[Position identification records]

= = = = =

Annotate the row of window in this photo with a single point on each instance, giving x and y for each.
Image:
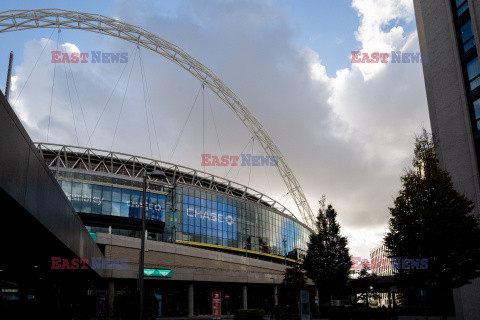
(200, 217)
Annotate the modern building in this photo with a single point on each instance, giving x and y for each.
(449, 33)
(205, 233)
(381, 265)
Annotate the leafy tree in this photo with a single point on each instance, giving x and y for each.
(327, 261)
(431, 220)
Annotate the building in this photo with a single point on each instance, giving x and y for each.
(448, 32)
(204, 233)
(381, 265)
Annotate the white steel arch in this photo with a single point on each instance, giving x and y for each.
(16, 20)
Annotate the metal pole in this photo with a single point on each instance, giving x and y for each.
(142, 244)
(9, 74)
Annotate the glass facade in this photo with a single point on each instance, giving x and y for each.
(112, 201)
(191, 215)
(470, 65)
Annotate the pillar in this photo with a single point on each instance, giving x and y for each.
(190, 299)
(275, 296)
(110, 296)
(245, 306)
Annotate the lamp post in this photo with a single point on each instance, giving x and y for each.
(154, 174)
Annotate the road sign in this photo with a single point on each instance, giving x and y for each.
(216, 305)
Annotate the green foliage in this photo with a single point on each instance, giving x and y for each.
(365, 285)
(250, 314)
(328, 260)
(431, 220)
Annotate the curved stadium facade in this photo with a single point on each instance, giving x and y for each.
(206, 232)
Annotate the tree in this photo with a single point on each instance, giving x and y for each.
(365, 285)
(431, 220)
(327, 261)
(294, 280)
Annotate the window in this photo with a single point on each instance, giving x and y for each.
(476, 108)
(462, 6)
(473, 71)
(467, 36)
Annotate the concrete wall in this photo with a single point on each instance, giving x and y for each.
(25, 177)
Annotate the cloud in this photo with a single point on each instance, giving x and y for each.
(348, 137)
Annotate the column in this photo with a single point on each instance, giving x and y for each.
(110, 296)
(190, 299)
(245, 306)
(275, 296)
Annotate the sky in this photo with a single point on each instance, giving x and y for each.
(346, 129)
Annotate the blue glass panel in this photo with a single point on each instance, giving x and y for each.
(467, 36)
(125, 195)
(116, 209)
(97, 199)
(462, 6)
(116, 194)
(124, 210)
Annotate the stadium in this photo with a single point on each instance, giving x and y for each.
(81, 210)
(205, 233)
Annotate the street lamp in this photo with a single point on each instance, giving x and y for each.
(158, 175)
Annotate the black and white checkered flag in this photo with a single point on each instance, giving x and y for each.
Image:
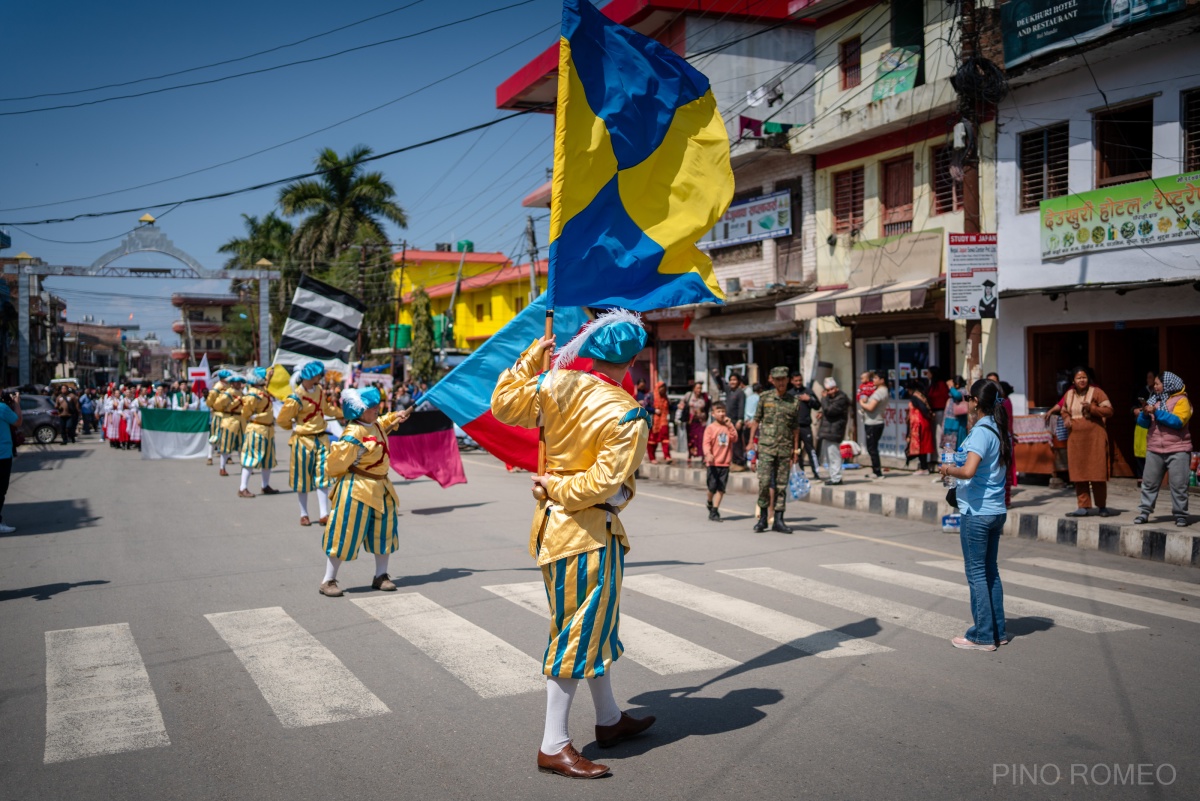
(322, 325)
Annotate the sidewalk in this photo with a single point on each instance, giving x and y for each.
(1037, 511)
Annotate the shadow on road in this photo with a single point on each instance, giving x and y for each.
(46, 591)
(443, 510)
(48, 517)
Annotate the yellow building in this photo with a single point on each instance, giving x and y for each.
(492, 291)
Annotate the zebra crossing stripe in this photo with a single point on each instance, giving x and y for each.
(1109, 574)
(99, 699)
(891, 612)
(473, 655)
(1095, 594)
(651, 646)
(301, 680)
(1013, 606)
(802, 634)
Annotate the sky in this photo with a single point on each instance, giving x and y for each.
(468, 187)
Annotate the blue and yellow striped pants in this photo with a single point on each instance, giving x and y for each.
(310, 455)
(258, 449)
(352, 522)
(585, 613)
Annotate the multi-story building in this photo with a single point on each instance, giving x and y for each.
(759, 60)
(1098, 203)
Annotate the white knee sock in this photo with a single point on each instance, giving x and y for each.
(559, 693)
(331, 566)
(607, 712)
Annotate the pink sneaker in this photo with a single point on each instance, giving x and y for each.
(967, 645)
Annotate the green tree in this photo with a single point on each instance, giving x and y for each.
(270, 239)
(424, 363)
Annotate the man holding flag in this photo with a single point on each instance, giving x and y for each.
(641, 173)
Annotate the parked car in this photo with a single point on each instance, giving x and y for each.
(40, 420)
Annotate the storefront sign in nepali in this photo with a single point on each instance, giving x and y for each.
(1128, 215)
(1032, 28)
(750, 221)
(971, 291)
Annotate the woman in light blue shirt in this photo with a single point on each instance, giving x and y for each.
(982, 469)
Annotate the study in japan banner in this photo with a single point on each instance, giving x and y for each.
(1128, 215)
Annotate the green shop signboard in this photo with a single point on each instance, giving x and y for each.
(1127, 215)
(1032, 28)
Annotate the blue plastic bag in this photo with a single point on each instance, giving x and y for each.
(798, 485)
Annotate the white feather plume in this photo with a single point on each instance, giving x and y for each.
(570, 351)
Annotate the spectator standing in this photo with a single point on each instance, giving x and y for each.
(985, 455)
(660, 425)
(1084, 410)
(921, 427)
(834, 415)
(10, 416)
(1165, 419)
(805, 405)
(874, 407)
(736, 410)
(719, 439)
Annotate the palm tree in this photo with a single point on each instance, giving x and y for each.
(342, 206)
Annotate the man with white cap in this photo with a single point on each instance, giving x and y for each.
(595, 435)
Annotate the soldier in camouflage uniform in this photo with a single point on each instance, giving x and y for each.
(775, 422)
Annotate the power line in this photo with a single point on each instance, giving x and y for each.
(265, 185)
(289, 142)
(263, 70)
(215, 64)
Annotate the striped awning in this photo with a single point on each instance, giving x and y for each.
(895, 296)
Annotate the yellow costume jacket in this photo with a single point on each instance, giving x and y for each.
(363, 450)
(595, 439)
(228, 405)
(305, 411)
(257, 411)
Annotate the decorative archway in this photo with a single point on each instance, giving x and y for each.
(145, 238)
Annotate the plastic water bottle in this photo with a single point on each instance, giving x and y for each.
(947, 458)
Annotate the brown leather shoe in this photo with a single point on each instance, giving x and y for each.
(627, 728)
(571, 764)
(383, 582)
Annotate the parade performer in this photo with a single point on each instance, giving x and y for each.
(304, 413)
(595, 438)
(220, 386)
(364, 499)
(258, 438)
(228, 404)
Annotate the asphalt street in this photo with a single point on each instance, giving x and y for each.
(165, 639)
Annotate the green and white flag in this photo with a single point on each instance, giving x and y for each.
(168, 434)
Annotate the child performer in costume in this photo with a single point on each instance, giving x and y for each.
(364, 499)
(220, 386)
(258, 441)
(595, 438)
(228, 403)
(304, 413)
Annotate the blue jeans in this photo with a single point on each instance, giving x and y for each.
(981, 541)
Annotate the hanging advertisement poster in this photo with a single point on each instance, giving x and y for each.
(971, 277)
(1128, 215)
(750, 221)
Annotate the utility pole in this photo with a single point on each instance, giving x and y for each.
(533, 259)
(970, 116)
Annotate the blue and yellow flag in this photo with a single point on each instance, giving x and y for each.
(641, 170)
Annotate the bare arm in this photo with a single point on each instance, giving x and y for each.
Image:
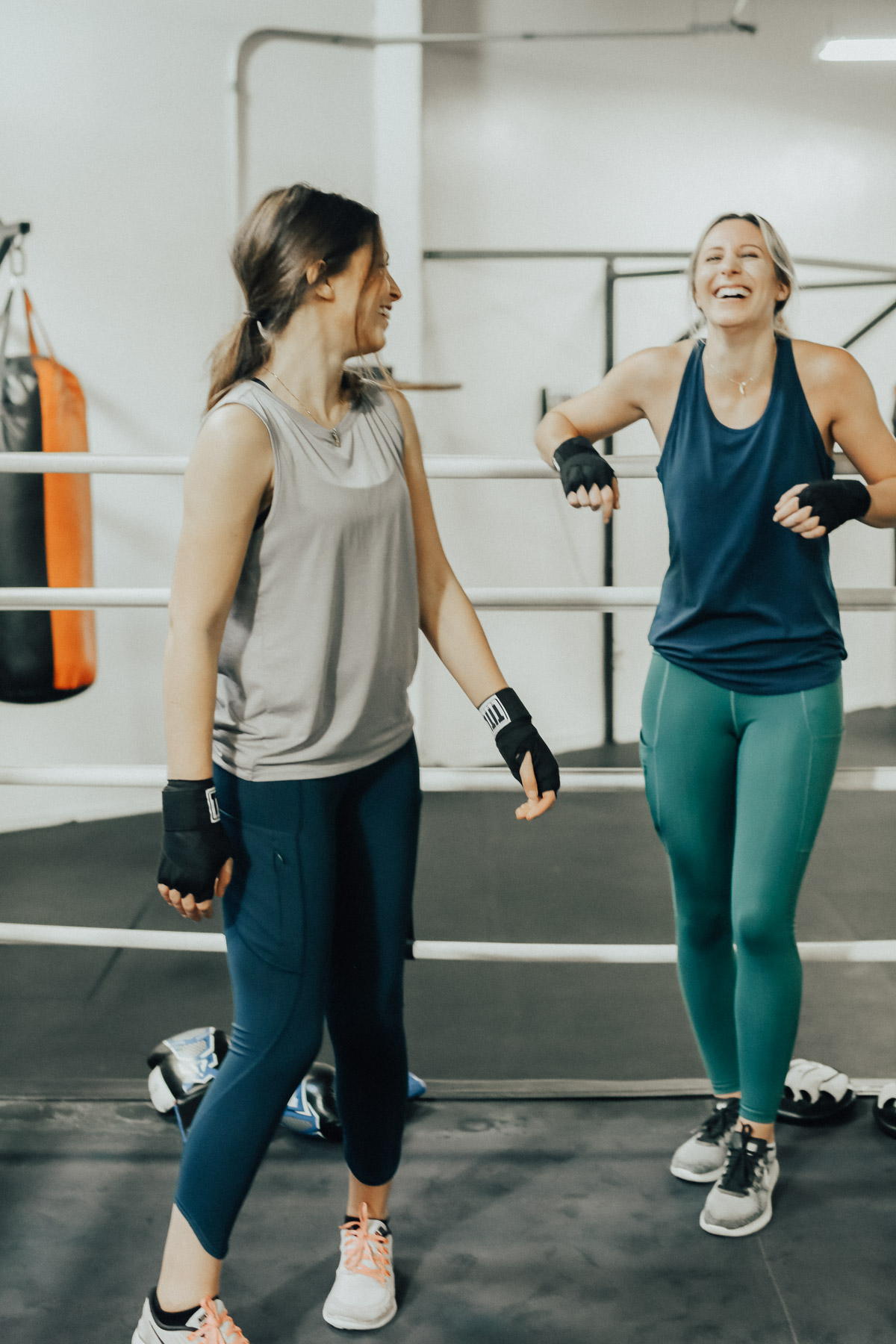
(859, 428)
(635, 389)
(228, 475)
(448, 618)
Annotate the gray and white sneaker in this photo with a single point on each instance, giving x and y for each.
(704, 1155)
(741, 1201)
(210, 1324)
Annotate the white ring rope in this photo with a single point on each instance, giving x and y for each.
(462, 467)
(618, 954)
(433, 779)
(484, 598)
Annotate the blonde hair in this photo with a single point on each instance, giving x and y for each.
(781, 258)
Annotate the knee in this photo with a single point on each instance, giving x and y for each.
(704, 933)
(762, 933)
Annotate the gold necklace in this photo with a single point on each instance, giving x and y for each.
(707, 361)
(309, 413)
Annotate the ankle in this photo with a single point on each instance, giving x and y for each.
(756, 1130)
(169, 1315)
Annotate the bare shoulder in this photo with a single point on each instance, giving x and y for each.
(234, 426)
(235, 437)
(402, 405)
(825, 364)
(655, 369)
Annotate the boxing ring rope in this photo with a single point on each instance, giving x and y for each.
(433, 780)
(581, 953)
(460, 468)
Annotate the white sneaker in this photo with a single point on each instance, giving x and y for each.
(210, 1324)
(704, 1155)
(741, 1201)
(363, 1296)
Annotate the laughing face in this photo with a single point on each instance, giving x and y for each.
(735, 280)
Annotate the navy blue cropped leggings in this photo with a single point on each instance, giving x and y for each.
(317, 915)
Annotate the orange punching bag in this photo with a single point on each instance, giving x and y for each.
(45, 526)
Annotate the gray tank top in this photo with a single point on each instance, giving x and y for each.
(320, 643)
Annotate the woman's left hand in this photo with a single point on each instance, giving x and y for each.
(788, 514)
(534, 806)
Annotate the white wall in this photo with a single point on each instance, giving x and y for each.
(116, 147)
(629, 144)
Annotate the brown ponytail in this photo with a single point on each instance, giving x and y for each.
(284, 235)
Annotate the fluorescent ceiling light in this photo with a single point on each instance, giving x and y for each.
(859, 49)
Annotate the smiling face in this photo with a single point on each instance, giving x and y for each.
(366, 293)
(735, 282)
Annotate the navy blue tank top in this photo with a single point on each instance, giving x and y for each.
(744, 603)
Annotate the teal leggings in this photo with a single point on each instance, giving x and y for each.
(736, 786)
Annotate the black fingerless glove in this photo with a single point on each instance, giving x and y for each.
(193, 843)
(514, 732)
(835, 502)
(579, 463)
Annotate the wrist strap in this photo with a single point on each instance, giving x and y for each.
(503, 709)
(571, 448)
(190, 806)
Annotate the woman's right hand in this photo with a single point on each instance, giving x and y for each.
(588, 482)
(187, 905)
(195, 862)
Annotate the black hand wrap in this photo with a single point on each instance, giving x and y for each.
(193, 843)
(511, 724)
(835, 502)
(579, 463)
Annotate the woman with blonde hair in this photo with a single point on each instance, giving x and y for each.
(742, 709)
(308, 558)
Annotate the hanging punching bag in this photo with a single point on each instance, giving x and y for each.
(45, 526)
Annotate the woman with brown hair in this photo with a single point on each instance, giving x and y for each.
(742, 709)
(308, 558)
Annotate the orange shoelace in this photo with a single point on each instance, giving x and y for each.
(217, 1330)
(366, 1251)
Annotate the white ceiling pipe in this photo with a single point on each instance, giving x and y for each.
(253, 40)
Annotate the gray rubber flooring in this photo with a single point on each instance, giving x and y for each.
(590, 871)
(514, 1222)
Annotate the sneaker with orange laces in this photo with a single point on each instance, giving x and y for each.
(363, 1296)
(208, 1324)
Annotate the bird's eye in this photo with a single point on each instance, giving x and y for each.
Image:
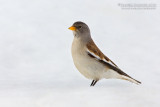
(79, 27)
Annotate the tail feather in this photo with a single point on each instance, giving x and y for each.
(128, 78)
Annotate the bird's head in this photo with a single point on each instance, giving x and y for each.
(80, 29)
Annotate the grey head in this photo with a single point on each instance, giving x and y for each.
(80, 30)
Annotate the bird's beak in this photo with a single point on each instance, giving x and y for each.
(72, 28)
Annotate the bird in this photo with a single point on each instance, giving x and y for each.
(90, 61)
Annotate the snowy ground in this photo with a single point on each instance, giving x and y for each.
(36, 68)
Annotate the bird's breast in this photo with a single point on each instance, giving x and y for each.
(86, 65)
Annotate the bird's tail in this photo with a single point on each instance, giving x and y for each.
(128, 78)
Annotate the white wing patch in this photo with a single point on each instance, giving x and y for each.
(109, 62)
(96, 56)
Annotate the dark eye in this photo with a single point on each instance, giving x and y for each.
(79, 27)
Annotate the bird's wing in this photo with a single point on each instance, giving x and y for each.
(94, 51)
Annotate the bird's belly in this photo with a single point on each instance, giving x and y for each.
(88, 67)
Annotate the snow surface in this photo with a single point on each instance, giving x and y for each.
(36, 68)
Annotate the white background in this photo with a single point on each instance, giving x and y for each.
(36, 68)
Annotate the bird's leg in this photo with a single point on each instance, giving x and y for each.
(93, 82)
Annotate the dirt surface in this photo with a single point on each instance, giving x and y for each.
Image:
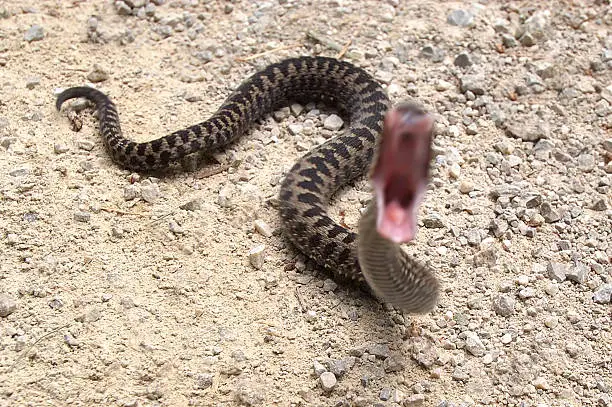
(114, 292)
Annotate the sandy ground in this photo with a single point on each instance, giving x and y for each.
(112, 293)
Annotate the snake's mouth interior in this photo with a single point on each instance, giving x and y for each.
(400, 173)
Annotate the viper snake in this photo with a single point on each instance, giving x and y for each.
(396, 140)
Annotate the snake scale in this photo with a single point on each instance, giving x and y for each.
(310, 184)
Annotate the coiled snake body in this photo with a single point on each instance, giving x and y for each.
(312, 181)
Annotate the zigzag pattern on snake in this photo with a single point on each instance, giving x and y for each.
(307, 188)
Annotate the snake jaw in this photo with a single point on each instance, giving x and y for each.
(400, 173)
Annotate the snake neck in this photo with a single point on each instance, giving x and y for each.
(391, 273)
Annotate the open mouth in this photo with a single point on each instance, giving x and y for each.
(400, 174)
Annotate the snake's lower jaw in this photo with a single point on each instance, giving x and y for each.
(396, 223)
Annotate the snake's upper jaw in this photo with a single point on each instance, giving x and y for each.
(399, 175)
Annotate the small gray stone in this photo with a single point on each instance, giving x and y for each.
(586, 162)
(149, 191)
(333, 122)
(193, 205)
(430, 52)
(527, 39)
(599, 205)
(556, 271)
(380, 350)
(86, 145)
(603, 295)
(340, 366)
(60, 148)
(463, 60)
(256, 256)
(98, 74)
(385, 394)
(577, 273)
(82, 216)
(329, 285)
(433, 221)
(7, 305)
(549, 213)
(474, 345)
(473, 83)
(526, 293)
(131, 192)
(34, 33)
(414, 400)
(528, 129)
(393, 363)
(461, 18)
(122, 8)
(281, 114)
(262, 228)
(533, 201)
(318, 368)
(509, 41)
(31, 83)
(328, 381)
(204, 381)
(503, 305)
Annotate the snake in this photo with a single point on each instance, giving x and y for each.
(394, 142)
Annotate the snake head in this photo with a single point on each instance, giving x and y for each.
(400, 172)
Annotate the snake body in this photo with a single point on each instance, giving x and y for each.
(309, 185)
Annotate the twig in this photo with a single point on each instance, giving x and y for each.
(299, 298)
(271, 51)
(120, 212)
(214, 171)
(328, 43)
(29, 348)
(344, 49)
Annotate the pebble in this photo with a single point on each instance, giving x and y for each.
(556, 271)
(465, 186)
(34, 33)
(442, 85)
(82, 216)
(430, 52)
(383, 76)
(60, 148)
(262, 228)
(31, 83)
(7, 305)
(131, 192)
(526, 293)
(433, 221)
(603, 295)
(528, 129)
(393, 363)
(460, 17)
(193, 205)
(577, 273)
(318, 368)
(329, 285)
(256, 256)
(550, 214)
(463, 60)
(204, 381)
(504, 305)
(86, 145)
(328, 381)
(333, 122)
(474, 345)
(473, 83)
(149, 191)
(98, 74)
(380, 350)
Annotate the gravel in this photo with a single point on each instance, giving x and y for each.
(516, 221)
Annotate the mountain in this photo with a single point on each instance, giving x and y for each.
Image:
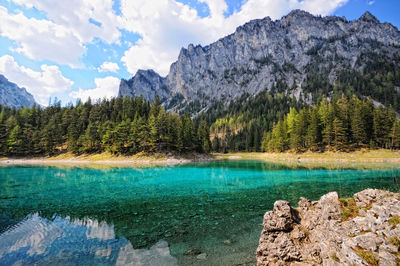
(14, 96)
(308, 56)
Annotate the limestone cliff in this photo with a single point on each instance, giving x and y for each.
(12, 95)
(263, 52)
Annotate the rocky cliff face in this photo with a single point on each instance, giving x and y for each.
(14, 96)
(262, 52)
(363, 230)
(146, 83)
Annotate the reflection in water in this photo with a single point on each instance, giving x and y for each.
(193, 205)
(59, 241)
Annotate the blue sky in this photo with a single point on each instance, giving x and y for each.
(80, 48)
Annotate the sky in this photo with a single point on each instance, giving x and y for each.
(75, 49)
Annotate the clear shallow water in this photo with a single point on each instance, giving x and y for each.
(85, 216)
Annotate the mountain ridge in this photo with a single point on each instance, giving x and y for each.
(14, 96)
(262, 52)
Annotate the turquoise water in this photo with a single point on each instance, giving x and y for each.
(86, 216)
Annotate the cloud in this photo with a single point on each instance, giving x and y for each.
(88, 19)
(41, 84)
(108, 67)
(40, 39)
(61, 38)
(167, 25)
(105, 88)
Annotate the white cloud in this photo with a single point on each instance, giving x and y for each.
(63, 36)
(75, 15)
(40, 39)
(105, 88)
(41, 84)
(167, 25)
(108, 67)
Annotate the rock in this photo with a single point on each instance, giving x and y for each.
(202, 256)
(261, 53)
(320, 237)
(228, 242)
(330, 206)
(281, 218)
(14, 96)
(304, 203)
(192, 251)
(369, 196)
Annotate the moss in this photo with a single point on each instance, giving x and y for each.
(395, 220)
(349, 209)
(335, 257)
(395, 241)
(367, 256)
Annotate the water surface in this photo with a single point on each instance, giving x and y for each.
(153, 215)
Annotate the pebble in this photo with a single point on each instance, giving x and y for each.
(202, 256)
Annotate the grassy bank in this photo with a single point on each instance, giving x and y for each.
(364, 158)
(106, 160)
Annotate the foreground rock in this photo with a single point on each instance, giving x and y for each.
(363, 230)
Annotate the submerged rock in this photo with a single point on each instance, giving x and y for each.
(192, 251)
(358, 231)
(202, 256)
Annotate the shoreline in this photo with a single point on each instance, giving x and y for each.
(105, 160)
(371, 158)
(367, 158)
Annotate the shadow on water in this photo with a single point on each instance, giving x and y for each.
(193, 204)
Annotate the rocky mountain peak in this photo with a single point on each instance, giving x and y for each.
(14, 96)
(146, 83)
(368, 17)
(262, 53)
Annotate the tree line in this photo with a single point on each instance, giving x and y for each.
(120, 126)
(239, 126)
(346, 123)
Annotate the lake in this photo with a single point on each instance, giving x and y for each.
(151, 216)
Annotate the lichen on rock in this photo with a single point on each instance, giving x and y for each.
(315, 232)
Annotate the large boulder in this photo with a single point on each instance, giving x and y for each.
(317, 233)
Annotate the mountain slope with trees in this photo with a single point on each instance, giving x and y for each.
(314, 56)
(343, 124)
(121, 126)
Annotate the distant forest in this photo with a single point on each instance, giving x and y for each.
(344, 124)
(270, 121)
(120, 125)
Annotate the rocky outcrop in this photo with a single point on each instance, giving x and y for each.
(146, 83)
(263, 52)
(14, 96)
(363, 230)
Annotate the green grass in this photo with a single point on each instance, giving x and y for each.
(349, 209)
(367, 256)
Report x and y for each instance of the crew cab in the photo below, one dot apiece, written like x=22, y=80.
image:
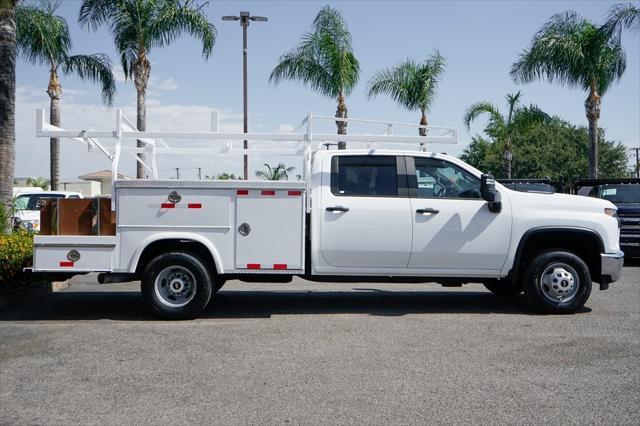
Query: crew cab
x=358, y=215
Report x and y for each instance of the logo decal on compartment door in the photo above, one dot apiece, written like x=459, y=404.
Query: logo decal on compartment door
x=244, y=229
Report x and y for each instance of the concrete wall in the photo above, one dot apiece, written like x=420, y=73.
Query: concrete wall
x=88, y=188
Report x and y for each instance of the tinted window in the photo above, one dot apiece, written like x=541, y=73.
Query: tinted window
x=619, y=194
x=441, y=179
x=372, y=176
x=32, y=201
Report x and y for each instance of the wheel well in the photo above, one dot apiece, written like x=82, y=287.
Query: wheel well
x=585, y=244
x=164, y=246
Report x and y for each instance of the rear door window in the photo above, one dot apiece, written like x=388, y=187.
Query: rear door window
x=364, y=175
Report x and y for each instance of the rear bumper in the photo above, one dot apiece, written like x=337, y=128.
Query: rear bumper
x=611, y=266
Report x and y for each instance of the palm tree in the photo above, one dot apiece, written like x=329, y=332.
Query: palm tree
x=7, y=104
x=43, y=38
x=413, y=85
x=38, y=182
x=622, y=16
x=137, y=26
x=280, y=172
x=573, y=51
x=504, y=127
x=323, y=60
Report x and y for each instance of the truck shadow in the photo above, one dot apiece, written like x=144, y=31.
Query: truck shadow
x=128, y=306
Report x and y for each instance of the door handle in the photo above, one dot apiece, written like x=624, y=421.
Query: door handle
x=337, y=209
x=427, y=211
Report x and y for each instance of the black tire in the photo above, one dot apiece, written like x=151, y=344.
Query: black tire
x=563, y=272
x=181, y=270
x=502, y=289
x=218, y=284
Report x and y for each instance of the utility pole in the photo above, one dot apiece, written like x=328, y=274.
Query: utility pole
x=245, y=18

= = = = =

• **Set exercise**: Reproduce only those lines of the entries above that run from the line with "Report x and y for each instance of the wheel" to the final line.

• **Task output**:
Report x and y for each instance of the wheel well in the photo above, one dot apiece, written like x=82, y=287.
Query: wheel well
x=585, y=244
x=164, y=246
Report x and y for each instance of the rear door window in the photo above, one dot apiece, written like x=388, y=187.
Query: rear door window
x=364, y=175
Report x and y for each instance of the rear bumper in the photo above, one dot apiece, written like x=337, y=128.
Query: rear bumper
x=611, y=266
Report x and y for each instance of the palm tree in the photo above, one dot apiece, written like x=329, y=332.
Query: palm tree
x=7, y=104
x=43, y=38
x=413, y=85
x=38, y=182
x=622, y=16
x=137, y=26
x=280, y=172
x=573, y=51
x=504, y=127
x=323, y=60
Report x and y for each instance of the truck shadow in the photo above, one dot apiece, written like x=144, y=31.
Query: truck shadow
x=128, y=306
Report x and y for each instance of the door handle in the photo above, one dot apiece, written like x=624, y=421.
Query: door handle
x=337, y=209
x=427, y=211
Report x and y for each instance of the black tire in the photo above, one dot apiece, written like x=151, y=344.
Query: black tire
x=563, y=272
x=181, y=270
x=502, y=289
x=218, y=284
Report x and y for each instance of the utility pole in the photo above, one dot apiece, written like x=328, y=274.
Query: utility pole
x=245, y=18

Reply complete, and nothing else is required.